* **What to produce**: Reproduce the listing below word for word, leaving out the pictures.
## Begin Dataset entries
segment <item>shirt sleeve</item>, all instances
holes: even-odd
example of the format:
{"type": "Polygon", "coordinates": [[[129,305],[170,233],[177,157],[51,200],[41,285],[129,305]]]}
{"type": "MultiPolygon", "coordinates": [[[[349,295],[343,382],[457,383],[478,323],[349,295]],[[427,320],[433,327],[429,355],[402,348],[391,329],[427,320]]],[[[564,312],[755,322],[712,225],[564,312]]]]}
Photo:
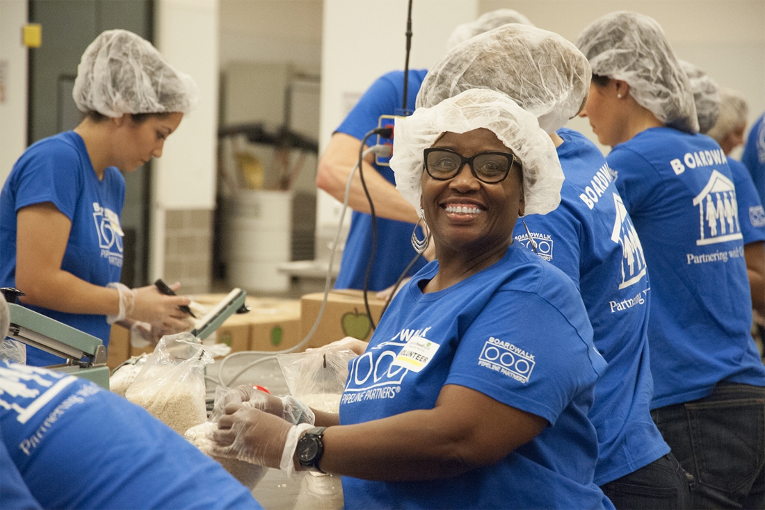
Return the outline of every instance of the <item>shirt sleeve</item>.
## End Dataset entries
* **Output of the task**:
segment <item>shirt sleeve</item>, all instances
holes: even-odd
example of the format:
{"type": "Polygon", "coordinates": [[[129,305],[170,233],[177,157],[51,200],[41,285],[129,305]]]}
{"type": "MultiPolygon", "coordinates": [[[[349,295],[343,382],[457,383],[478,323],[349,295]],[[427,320],[433,327],[429,355],[402,348],[391,329],[427,320]]],[[[564,312],[755,322],[712,225],[564,312]]]]}
Photo:
Return the outline of every instance of the <item>shirt sleeve</item>.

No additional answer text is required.